__Your goal__.
Please copy the data below, starting at the line that contains "the knuckle, each" and ending with the final line of the data, with requests included. Offset each x and y coordinate in the answers by 85, and leave the numbers in the requests and their sample lines unchanged.

════

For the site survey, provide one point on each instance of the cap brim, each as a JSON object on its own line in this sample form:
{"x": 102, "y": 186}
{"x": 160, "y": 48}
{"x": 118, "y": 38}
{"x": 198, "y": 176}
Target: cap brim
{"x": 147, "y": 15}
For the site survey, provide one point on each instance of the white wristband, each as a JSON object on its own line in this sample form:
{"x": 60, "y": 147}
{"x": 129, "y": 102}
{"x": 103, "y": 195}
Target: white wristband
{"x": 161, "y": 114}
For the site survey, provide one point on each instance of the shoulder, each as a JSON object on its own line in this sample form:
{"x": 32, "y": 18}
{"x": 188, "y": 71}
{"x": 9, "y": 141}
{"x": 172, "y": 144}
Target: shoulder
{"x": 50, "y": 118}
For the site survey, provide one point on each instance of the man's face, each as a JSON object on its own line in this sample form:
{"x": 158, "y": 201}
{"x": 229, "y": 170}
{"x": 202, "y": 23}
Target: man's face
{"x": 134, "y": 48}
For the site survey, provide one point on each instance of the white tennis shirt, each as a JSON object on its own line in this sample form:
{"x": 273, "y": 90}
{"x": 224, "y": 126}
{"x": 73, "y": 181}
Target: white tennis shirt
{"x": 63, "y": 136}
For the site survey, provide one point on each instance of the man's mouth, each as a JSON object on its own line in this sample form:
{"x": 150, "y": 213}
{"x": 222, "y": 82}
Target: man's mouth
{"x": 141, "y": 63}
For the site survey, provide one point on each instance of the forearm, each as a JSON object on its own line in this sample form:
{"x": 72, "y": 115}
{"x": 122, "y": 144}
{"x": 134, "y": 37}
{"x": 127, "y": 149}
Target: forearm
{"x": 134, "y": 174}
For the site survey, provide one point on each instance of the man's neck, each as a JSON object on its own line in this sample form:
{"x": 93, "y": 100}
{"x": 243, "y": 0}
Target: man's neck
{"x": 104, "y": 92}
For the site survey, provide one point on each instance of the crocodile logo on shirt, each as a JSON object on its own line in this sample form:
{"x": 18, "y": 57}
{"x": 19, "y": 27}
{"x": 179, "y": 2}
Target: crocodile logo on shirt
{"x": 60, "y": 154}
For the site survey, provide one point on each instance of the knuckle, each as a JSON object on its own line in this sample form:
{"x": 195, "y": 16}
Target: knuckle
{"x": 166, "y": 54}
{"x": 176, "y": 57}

════

__Solution to the problem__.
For the site survey, provide one point on each instance of the knuckle, each as a JSON object on its own line in this sample form:
{"x": 195, "y": 16}
Target: knuckle
{"x": 251, "y": 139}
{"x": 261, "y": 142}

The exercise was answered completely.